▸ What the exercise asks: Retype the tail of the data exactly, starting at the line containing "in: indicate the black dress" and stopping at the last line.

(Point localization data)
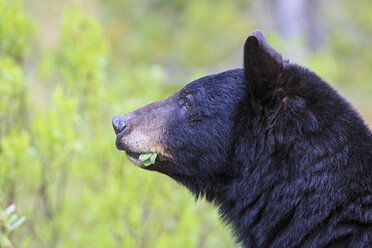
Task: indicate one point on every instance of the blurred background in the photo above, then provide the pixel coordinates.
(67, 67)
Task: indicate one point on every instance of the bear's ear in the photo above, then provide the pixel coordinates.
(262, 66)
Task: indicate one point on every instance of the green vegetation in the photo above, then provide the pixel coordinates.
(58, 161)
(148, 158)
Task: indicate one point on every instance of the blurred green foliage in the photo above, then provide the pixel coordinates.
(58, 161)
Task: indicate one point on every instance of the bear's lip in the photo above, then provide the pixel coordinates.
(134, 158)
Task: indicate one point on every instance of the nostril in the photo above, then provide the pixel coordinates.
(118, 123)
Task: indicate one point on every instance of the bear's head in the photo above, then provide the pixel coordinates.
(221, 126)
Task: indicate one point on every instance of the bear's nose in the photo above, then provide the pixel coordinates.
(119, 123)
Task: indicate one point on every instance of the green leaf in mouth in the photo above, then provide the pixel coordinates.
(148, 158)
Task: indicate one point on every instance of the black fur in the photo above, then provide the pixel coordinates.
(285, 158)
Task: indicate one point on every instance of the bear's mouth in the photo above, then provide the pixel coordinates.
(134, 158)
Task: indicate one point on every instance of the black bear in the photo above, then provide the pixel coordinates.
(286, 159)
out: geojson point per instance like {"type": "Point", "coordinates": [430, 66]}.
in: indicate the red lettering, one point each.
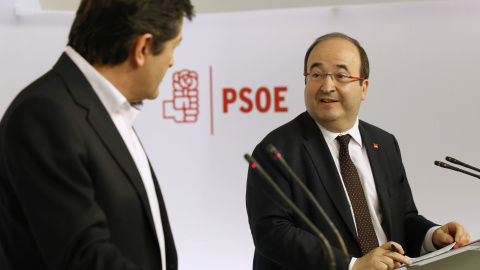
{"type": "Point", "coordinates": [279, 99]}
{"type": "Point", "coordinates": [246, 100]}
{"type": "Point", "coordinates": [228, 100]}
{"type": "Point", "coordinates": [267, 99]}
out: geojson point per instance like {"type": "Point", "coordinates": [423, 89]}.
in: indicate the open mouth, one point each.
{"type": "Point", "coordinates": [325, 100]}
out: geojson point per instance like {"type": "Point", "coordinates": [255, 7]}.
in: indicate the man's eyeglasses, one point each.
{"type": "Point", "coordinates": [318, 77]}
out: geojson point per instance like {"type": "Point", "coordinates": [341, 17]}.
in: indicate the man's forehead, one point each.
{"type": "Point", "coordinates": [335, 52]}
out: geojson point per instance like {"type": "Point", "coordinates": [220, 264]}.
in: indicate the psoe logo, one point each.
{"type": "Point", "coordinates": [184, 106]}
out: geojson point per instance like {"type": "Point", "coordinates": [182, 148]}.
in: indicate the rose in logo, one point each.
{"type": "Point", "coordinates": [184, 106]}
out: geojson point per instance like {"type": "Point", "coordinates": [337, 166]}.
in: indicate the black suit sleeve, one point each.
{"type": "Point", "coordinates": [51, 190]}
{"type": "Point", "coordinates": [278, 241]}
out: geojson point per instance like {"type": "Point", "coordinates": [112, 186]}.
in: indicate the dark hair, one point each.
{"type": "Point", "coordinates": [103, 30]}
{"type": "Point", "coordinates": [364, 66]}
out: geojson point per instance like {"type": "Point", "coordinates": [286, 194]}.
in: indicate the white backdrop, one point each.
{"type": "Point", "coordinates": [424, 61]}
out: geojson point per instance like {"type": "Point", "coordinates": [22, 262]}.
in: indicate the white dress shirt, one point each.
{"type": "Point", "coordinates": [358, 154]}
{"type": "Point", "coordinates": [123, 114]}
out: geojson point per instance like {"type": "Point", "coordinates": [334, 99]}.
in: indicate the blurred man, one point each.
{"type": "Point", "coordinates": [76, 188]}
{"type": "Point", "coordinates": [353, 169]}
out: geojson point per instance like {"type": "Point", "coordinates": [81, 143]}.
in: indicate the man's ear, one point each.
{"type": "Point", "coordinates": [141, 47]}
{"type": "Point", "coordinates": [364, 89]}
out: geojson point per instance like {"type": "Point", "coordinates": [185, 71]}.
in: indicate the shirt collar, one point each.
{"type": "Point", "coordinates": [111, 98]}
{"type": "Point", "coordinates": [331, 136]}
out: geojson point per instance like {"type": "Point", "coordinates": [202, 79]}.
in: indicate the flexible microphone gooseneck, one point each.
{"type": "Point", "coordinates": [447, 166]}
{"type": "Point", "coordinates": [256, 166]}
{"type": "Point", "coordinates": [456, 161]}
{"type": "Point", "coordinates": [278, 157]}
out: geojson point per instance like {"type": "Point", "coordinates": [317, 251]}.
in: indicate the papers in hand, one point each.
{"type": "Point", "coordinates": [433, 254]}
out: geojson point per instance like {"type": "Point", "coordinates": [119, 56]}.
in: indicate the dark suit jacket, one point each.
{"type": "Point", "coordinates": [284, 241]}
{"type": "Point", "coordinates": [71, 196]}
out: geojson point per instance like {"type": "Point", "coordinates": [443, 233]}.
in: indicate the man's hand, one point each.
{"type": "Point", "coordinates": [382, 258]}
{"type": "Point", "coordinates": [449, 233]}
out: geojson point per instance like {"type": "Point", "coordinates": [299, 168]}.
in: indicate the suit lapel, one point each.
{"type": "Point", "coordinates": [102, 124]}
{"type": "Point", "coordinates": [375, 152]}
{"type": "Point", "coordinates": [320, 154]}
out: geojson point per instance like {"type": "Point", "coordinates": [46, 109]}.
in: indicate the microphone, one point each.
{"type": "Point", "coordinates": [446, 166]}
{"type": "Point", "coordinates": [278, 157]}
{"type": "Point", "coordinates": [256, 166]}
{"type": "Point", "coordinates": [456, 161]}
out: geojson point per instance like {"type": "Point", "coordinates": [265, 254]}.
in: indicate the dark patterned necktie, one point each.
{"type": "Point", "coordinates": [365, 230]}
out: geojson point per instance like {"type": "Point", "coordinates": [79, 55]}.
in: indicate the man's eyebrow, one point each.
{"type": "Point", "coordinates": [315, 65]}
{"type": "Point", "coordinates": [319, 65]}
{"type": "Point", "coordinates": [342, 67]}
{"type": "Point", "coordinates": [179, 41]}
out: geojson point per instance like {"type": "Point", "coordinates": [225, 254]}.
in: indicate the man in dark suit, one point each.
{"type": "Point", "coordinates": [369, 201]}
{"type": "Point", "coordinates": [76, 188]}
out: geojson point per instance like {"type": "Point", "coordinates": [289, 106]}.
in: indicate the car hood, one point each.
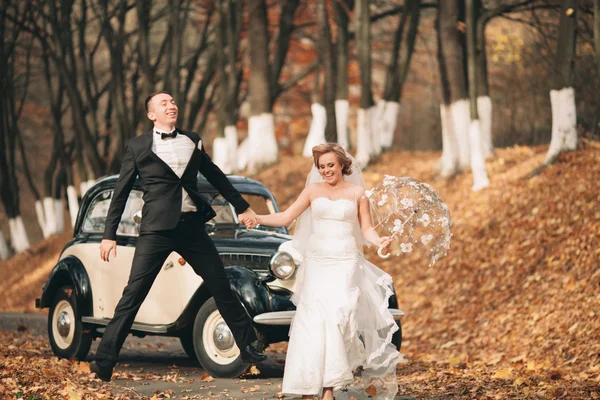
{"type": "Point", "coordinates": [234, 239]}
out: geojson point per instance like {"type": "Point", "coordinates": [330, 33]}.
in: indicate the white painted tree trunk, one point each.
{"type": "Point", "coordinates": [564, 123]}
{"type": "Point", "coordinates": [316, 133]}
{"type": "Point", "coordinates": [50, 213]}
{"type": "Point", "coordinates": [363, 138]}
{"type": "Point", "coordinates": [341, 116]}
{"type": "Point", "coordinates": [448, 163]}
{"type": "Point", "coordinates": [263, 143]}
{"type": "Point", "coordinates": [73, 203]}
{"type": "Point", "coordinates": [374, 133]}
{"type": "Point", "coordinates": [39, 212]}
{"type": "Point", "coordinates": [20, 241]}
{"type": "Point", "coordinates": [480, 178]}
{"type": "Point", "coordinates": [387, 121]}
{"type": "Point", "coordinates": [484, 108]}
{"type": "Point", "coordinates": [82, 188]}
{"type": "Point", "coordinates": [220, 155]}
{"type": "Point", "coordinates": [461, 118]}
{"type": "Point", "coordinates": [232, 139]}
{"type": "Point", "coordinates": [242, 155]}
{"type": "Point", "coordinates": [59, 215]}
{"type": "Point", "coordinates": [3, 248]}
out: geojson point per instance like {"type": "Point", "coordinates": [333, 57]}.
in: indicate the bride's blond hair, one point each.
{"type": "Point", "coordinates": [339, 152]}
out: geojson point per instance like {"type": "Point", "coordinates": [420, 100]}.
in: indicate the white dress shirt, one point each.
{"type": "Point", "coordinates": [176, 153]}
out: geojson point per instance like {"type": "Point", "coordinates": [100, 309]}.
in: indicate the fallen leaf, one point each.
{"type": "Point", "coordinates": [206, 378]}
{"type": "Point", "coordinates": [371, 390]}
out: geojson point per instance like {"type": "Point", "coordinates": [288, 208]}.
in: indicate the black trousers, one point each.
{"type": "Point", "coordinates": [191, 241]}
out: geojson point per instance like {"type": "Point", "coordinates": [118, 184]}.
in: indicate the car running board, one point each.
{"type": "Point", "coordinates": [285, 317]}
{"type": "Point", "coordinates": [149, 328]}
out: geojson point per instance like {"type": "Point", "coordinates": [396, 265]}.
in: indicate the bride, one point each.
{"type": "Point", "coordinates": [341, 335]}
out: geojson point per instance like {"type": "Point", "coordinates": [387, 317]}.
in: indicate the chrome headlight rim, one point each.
{"type": "Point", "coordinates": [275, 265]}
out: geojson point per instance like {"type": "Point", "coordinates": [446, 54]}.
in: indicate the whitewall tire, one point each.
{"type": "Point", "coordinates": [65, 330]}
{"type": "Point", "coordinates": [214, 344]}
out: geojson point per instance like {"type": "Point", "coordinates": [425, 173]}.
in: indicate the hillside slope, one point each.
{"type": "Point", "coordinates": [515, 301]}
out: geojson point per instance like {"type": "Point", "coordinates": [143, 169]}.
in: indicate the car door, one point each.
{"type": "Point", "coordinates": [164, 302]}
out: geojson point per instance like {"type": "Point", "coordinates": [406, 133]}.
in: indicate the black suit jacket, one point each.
{"type": "Point", "coordinates": [162, 187]}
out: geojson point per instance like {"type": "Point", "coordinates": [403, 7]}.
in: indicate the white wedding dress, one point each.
{"type": "Point", "coordinates": [342, 321]}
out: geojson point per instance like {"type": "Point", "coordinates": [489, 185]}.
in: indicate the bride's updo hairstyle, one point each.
{"type": "Point", "coordinates": [339, 152]}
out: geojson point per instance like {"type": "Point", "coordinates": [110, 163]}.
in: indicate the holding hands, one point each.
{"type": "Point", "coordinates": [248, 218]}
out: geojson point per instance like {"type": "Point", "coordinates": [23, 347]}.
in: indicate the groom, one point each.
{"type": "Point", "coordinates": [167, 161]}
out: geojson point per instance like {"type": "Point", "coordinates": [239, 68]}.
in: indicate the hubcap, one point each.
{"type": "Point", "coordinates": [218, 340]}
{"type": "Point", "coordinates": [63, 324]}
{"type": "Point", "coordinates": [223, 337]}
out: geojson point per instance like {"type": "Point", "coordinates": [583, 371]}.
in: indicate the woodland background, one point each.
{"type": "Point", "coordinates": [510, 141]}
{"type": "Point", "coordinates": [75, 74]}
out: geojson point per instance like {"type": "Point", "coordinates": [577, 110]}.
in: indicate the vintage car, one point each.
{"type": "Point", "coordinates": [82, 290]}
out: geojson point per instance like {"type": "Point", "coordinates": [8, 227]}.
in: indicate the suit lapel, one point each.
{"type": "Point", "coordinates": [195, 152]}
{"type": "Point", "coordinates": [148, 149]}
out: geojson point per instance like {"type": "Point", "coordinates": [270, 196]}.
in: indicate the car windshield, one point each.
{"type": "Point", "coordinates": [226, 213]}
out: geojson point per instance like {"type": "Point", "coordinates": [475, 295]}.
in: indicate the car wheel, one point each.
{"type": "Point", "coordinates": [65, 330]}
{"type": "Point", "coordinates": [397, 337]}
{"type": "Point", "coordinates": [214, 343]}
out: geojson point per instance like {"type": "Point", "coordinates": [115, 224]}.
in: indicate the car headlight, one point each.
{"type": "Point", "coordinates": [283, 265]}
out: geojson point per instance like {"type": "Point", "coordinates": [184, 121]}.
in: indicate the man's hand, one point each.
{"type": "Point", "coordinates": [248, 218]}
{"type": "Point", "coordinates": [107, 247]}
{"type": "Point", "coordinates": [384, 242]}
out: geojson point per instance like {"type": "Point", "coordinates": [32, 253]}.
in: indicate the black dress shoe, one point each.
{"type": "Point", "coordinates": [251, 355]}
{"type": "Point", "coordinates": [101, 372]}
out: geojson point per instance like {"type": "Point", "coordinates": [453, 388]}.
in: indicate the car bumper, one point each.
{"type": "Point", "coordinates": [285, 317]}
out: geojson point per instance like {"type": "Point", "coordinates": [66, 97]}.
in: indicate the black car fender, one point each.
{"type": "Point", "coordinates": [245, 284]}
{"type": "Point", "coordinates": [252, 292]}
{"type": "Point", "coordinates": [69, 272]}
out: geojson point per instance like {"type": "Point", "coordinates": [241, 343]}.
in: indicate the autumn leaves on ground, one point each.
{"type": "Point", "coordinates": [511, 312]}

▸ Solution to this problem:
in: indicate the black dress shoe, one point each.
{"type": "Point", "coordinates": [251, 355]}
{"type": "Point", "coordinates": [101, 372]}
out: geojson point per instance like {"type": "Point", "coordinates": [453, 388]}.
in: indicate the car bumper, one point each.
{"type": "Point", "coordinates": [285, 317]}
out: geojson point per instance like {"type": "Point", "coordinates": [66, 97]}.
in: indicate the black car fender, one point each.
{"type": "Point", "coordinates": [245, 284]}
{"type": "Point", "coordinates": [252, 292]}
{"type": "Point", "coordinates": [69, 272]}
out: geojson point per instance like {"type": "Point", "coordinates": [241, 343]}.
in: indicate the autumn leaves on ground, one point each.
{"type": "Point", "coordinates": [511, 312]}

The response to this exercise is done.